Distribution of APOE genotypes in 91 patients with Guillain-Barré syndrome compared with a Scottish population9 and a mixed UK/USA population10

At one year after onset of Guillain-Barré syndrome, 81 patients had a good outcome and 10 had a poor outcome (inclusive of deaths). Using this categorisation of good and poor outcome, a logistic regression analysis assessing the effects of APOE genotype, C jejuni infection, and disease type showed that possession of any APOE ε2 or any APOE ε4 allele did not affect outcome.

Of the 78 patients who had a disability grade of at least 3 in the acute phase (excluding the four patients who died), 51 had improved by at least three disability grades after one year. The difference in the distributions by genotypes was not statistically significant at the 0.05 level when comparing patients with good and poor outcome (table 1), nor when comparing those who had improved by at least three disability grades with those who had not. Possession of the APOE ε4 or ε2 allele was not associated with final outcome or degree of improvement after Guillain-Barré syndrome.


Although Guillain-Barré syndrome has strong associations with antecedent infectious agents including C jejuni, Mycoplasma pneumoniae, cytomegalovirus, Epstein Barr virus, and possibly Haemophilus influenzae, only a small minority of those who experience such infections develop the syndrome. Therefore there must be as yet unidentified host specific factors that determine the onset and course of this disease. Studies of immunogenetic factors in Guillain-Barré syndrome have not consistently implicated a particular gene. In this series, HLA DQB1*03 was more common in patients who had previously had C jejuni infection.6

The APOE 3/3 genotype was slightly more common in the patients with Guillain-Barré syndrome than in controls genotyped in the same laboratory, but this difference did not reach statistical significance when the patients were compared with a different control population. The patients were from southeast England while the control samples were from a Scottish population9 and a mixed population,10 respectively, which may account for the difference as there is an increase in ε4 frequency with increasing latitude. In order to establish if an increase in APOE 3/3 genotype is a true association of Guillain-Barré syndrome, larger studies with case controls from the same district will be required. The APOE 3/3 genotype has not been associated with other types of neurological disease.

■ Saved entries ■
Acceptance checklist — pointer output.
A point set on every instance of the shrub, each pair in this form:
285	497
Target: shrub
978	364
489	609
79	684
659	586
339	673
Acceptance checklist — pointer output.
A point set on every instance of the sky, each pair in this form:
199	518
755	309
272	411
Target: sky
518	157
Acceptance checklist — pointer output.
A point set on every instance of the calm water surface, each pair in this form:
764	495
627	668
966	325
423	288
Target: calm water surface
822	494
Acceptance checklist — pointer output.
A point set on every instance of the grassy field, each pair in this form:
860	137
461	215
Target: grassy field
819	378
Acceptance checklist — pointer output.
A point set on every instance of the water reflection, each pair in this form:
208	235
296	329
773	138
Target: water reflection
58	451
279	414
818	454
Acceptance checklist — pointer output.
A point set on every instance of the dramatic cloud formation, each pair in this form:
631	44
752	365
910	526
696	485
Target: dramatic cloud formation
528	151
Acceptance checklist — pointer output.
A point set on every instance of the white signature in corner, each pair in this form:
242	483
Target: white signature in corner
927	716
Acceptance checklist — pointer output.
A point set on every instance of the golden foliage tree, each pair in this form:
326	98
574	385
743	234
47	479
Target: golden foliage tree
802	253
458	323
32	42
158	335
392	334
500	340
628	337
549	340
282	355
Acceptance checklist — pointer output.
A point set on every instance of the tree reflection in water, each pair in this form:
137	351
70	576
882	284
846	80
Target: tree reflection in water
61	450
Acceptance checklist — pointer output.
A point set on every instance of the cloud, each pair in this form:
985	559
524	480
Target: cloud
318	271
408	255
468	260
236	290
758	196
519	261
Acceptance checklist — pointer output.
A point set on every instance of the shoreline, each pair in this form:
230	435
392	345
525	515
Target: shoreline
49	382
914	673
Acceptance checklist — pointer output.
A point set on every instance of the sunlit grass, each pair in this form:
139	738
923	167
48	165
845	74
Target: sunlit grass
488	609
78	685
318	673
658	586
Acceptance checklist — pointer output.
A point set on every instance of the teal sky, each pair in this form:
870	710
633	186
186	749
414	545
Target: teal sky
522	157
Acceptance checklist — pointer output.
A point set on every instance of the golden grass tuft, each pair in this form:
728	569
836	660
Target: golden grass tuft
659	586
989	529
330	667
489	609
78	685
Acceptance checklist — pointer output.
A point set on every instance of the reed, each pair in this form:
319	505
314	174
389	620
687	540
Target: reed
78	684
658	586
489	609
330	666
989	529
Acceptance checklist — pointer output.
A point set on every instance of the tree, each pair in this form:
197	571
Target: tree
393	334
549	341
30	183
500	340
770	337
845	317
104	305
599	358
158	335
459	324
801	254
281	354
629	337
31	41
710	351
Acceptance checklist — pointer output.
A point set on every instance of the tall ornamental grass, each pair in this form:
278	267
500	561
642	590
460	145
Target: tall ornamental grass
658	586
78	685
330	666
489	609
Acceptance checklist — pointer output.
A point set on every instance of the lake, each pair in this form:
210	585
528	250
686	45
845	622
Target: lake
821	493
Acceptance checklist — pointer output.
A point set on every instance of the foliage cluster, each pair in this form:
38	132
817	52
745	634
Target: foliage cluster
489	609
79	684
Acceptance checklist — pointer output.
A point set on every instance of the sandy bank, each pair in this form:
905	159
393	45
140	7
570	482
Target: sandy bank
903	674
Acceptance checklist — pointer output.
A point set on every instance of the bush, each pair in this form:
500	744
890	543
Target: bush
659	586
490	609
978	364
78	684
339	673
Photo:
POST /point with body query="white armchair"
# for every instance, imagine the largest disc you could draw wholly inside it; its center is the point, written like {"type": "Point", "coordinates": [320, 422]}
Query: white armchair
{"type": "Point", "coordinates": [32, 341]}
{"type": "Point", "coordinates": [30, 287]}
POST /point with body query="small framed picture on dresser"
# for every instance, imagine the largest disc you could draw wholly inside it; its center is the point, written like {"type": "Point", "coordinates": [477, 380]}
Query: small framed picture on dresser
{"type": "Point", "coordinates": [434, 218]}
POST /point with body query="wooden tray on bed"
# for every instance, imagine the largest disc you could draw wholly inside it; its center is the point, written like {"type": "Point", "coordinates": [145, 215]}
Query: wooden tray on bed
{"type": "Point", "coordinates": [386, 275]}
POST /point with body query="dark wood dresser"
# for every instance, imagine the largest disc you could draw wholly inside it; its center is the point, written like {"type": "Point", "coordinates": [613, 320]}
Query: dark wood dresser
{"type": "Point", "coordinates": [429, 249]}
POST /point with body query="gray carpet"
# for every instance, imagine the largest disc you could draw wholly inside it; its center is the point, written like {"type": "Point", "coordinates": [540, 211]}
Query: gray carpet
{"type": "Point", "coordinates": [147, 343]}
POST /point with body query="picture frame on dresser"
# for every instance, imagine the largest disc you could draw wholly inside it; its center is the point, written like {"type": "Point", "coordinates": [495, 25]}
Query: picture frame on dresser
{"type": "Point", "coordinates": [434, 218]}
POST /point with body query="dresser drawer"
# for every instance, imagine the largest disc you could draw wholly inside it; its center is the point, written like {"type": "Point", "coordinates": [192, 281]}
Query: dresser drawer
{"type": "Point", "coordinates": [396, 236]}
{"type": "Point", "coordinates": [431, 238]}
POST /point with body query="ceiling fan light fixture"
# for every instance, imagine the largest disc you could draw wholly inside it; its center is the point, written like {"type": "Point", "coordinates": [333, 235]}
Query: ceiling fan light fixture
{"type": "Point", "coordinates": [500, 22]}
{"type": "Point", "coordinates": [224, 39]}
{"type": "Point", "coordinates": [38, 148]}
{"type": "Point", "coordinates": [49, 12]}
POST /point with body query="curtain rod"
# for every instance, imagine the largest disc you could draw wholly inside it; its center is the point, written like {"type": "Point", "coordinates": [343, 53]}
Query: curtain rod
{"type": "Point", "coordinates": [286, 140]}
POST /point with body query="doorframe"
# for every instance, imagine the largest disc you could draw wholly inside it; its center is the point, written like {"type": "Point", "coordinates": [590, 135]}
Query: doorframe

■ DIRECTIONS ■
Resume the study of APOE genotypes in Guillain-Barré syndrome, starting right after its final sentence. These data come from a separate source.

■ ANSWER SPACE ■
We did not find evidence to support the hypothesis that APOE genotype influences outcome in Guillain-Barré syndrome, either in terms of absolute outcome or in the degree of improvement from the point of maximal disability on a seven point scale. We excluded the four patients who had died from the analysis because death in Guillain-Barré syndrome is usually a result of non-neurological complications. Repeating the analysis including these patients did not alter the conclusions.

Our finding is in contrast with analogous CNS disorders (for example, multiple sclerosis) in which the APOE genotype does appear to have an influence.1–3 In the CNS, apoE synthesised locally is believed to be the major lipid transport protein. In the peripheral nervous system apoE is involved in recycling of lipids after peripheral nerve injury, both for remyelination and for axonal regeneration. However, other lipoproteins might compensate for isoform specific differences in apoE function in the peripheral nervous system.

The relatively low prevalence of APOE ε2 and ε4 alleles means that a study of this size has limited power. In studies of other neurological diseases the APOE genotype induced effects of the magnitude of a 25% reduction in good outcome. This study only had 33% power to detect a true 25% reduction in the proportion of patients with a “good” outcome at one year in those carrying the APOE ε4 allele, but did have 96% power to detect a 50% decrease in the proportion of “good” outcome patients. It is thus reasonably certain that differences in outcome in Guillain-Barré syndrome of this order do not exist between those with and without APOE ε4 alleles.